- **Set task a**: Please extract every line of the records that contains the word "wooden".

- **Given passage**:
Forest Bunny, Marion Rose

No, he's not a cartoon character,
but maybe he should be.


Monday, November 19, 2018

Who Done It

Las Meninas, the Prado version, by Diego Velazquez.
It has long fascinated...even that in the art world today, and for at least a thousand years in the past, the monetary value of art rests not so much on the quality of the work but the name of the artist attached to it. I suppose there is a sort of valid logic to such a rule in that the great masters all did extremely high quality work, their efforts and outcomes well worth a reasonable price (depending upon your definition of "reasonable"). However, today this economic model is long past any definition of reasonable. In its place, the word "ridiculous" comes to mind. In defense of this model, there will always be copyists and their work must be exposed for what it is with prices adjusted accordingly. Complicating this factor is their broad range of competence from easily identifiable trash to works which often confound even the experts.

- **Set task b**: In the blog post, what word comes to mind in place of "reasonable" for today's economic model of art?

[Pointing dataset records]
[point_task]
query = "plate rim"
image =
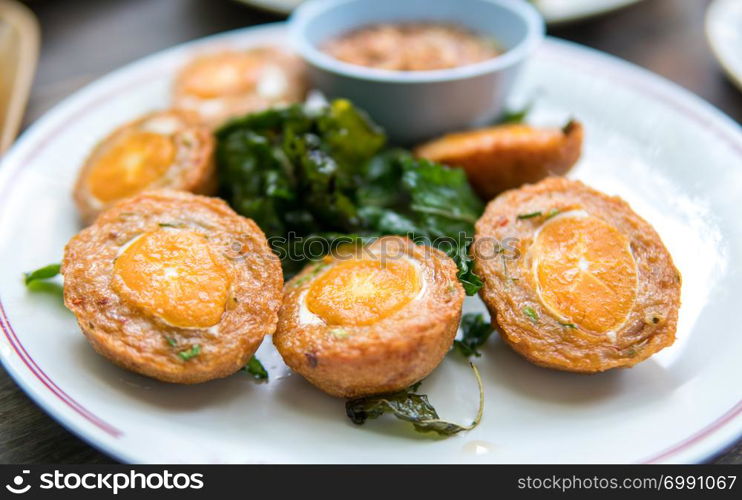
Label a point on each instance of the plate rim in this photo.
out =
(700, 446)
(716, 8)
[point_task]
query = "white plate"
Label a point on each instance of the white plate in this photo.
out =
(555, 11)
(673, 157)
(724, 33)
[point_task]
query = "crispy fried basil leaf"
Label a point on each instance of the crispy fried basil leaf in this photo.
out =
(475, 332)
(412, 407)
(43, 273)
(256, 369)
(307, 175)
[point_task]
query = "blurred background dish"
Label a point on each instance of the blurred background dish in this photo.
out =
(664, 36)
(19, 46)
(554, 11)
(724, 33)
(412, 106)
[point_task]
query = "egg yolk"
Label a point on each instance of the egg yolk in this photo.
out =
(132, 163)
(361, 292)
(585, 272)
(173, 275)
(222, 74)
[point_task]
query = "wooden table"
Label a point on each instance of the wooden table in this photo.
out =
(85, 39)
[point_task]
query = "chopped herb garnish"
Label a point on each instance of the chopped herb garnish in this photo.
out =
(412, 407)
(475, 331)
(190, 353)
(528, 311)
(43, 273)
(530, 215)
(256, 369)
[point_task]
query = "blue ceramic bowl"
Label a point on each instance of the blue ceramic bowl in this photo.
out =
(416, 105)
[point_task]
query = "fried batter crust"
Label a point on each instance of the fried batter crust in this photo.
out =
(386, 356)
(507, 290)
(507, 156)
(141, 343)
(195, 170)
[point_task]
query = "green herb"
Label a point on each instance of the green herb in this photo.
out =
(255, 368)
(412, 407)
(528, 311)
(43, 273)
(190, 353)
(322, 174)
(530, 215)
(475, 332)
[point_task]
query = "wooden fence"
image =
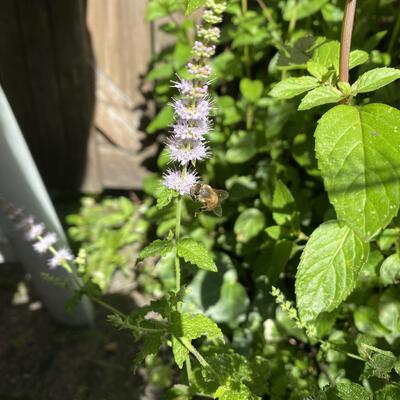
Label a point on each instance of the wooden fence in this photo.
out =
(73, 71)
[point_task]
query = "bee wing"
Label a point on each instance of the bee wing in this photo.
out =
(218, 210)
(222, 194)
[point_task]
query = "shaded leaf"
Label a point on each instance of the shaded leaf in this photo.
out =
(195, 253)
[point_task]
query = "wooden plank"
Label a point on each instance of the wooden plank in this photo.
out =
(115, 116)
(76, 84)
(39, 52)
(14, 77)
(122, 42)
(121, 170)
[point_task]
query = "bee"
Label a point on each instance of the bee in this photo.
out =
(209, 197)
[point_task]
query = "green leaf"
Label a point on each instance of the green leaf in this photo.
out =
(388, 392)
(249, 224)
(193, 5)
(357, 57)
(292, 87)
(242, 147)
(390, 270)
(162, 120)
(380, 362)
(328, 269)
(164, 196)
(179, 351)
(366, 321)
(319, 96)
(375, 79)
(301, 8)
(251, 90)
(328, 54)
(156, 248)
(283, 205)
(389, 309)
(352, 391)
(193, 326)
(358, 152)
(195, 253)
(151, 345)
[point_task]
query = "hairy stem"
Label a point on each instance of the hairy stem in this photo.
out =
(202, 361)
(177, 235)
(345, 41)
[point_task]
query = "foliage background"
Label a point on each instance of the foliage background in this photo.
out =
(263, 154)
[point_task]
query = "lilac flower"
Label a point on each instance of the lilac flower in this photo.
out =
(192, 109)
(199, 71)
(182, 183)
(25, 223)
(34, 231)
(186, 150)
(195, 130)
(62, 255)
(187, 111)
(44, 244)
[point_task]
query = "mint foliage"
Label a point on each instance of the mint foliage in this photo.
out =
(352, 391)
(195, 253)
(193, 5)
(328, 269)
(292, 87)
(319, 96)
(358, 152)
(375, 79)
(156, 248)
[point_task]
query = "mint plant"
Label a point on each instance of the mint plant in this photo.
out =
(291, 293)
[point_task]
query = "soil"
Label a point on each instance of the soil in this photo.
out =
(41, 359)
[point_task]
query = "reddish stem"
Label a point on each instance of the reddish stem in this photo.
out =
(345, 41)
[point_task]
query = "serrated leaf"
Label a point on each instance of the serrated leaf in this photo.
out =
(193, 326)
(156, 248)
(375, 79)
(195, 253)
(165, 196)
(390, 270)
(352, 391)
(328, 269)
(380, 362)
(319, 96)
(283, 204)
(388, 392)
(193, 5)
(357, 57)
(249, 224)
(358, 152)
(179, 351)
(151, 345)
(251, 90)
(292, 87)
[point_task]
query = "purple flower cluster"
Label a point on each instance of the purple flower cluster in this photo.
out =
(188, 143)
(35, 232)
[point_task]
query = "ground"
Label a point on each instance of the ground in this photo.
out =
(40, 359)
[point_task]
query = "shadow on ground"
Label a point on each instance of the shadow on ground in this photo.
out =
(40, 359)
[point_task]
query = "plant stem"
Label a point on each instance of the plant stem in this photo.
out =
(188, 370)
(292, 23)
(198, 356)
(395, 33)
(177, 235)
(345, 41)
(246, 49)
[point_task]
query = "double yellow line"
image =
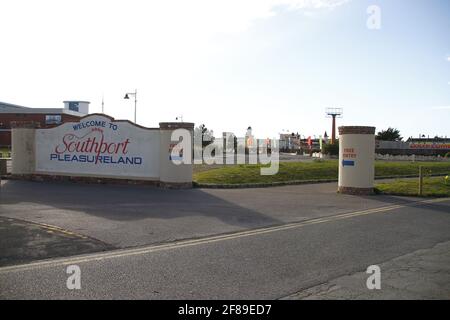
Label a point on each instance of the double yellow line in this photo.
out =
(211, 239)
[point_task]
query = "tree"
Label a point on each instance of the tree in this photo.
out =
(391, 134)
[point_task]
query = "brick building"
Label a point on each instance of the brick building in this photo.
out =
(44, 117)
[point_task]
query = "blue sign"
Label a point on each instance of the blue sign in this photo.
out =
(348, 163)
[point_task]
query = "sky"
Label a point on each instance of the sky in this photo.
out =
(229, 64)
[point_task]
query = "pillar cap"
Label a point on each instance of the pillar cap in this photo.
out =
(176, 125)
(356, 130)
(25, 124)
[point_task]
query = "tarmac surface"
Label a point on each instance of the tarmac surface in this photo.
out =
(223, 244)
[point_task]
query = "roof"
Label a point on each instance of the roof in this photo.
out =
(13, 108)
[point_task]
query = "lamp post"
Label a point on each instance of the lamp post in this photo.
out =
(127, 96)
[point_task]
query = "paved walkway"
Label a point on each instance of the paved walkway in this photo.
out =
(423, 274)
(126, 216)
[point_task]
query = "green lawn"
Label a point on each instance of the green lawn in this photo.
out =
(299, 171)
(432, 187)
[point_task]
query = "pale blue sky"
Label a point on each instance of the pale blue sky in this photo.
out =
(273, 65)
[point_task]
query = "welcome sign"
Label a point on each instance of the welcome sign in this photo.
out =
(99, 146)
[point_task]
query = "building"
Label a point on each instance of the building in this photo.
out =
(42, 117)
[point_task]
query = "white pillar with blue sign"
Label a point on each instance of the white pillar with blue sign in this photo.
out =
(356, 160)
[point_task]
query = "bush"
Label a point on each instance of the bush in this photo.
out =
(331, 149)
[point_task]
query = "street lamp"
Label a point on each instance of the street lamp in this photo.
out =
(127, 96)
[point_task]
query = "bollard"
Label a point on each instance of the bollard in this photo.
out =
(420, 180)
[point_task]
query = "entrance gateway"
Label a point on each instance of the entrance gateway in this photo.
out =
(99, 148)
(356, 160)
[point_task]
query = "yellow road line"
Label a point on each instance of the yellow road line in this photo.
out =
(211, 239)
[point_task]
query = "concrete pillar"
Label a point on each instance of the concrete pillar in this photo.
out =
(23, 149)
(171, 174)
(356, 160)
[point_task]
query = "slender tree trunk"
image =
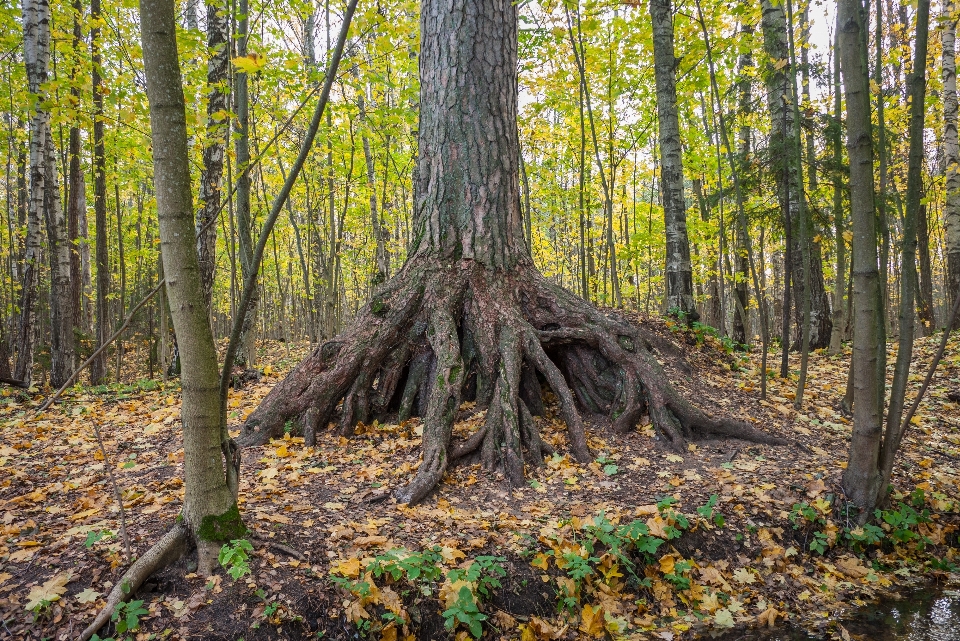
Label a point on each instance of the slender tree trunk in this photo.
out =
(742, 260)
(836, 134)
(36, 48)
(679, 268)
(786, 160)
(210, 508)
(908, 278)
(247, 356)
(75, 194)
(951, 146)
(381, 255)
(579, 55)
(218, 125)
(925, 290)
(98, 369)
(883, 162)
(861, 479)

- **Solution a**:
query = "wooden table"
Label a point on each instance of the wooden table in this photo.
query = "wooden fence"
Label a point on each instance of the wooden fence in this photo.
query = "wooden plank"
Label a point on each instance of the wooden plank in this photo.

- **Solution b**: Ridiculous.